Records: Begin

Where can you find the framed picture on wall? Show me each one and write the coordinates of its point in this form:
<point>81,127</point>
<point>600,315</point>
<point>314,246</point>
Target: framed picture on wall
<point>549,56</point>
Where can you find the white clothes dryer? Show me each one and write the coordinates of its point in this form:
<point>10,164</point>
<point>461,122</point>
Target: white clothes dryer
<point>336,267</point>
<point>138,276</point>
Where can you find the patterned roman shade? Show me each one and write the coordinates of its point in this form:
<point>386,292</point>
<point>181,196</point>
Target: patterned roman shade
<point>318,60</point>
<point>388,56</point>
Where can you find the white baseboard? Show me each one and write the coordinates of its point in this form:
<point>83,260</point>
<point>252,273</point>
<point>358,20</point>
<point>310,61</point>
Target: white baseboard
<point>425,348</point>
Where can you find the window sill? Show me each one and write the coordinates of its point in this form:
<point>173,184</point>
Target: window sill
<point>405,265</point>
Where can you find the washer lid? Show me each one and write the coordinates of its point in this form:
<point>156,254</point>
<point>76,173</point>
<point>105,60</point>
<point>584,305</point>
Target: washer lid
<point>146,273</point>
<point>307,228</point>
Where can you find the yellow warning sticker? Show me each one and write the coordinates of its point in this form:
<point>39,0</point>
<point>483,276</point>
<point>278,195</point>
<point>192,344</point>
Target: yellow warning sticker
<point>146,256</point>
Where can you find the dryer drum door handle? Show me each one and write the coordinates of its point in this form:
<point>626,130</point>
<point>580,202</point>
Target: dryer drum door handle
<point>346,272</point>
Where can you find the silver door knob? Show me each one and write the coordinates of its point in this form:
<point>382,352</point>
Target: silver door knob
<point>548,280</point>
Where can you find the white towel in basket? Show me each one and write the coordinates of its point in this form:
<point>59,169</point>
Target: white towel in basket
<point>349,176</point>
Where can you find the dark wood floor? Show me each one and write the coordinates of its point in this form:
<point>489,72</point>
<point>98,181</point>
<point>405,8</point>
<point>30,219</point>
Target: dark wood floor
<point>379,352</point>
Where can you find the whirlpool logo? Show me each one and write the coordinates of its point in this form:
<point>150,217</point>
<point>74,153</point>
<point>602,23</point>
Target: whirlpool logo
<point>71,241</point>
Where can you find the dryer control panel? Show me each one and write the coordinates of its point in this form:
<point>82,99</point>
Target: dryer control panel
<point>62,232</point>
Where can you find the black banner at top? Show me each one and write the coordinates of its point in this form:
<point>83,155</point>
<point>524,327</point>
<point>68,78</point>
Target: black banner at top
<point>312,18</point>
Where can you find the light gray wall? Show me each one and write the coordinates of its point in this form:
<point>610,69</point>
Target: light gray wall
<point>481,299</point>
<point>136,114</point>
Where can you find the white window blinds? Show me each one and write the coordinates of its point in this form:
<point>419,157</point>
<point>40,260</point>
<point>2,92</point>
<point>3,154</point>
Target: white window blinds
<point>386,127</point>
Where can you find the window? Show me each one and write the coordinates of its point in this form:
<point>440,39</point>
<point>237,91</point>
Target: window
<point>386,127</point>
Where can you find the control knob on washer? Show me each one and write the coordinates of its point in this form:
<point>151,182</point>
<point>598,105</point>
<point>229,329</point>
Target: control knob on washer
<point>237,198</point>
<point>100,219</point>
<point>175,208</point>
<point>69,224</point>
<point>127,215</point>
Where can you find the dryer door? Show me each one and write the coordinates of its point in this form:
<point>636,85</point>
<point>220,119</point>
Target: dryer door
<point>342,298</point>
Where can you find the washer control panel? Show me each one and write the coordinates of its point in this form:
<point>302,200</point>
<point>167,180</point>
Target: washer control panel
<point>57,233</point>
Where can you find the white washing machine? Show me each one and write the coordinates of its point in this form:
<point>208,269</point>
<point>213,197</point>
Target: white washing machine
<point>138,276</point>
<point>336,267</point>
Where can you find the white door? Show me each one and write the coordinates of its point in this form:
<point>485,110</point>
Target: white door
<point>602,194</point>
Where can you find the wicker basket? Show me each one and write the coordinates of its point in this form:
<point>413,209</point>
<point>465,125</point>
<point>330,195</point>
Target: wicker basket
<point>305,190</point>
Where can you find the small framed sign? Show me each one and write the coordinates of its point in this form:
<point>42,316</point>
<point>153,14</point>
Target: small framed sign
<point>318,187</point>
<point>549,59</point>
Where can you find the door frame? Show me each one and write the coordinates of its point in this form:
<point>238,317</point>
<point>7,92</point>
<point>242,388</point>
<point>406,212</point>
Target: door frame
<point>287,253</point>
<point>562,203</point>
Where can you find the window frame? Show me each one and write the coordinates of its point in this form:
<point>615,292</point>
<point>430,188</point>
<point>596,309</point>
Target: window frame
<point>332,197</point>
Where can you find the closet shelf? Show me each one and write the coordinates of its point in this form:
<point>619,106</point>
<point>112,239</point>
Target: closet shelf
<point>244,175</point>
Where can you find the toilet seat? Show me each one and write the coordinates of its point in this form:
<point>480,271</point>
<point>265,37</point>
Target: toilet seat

Records: End

### What you will do:
Copy out, word for word, the part of the entries above that begins at the line with "<point>489,72</point>" and ends at the line with "<point>150,217</point>", including both.

### Response to this task:
<point>489,72</point>
<point>98,181</point>
<point>405,8</point>
<point>30,219</point>
Target: dark wood floor
<point>379,352</point>
Where can you find the whirlpool logo? Show me each one and write the coordinates of its point in this form:
<point>150,217</point>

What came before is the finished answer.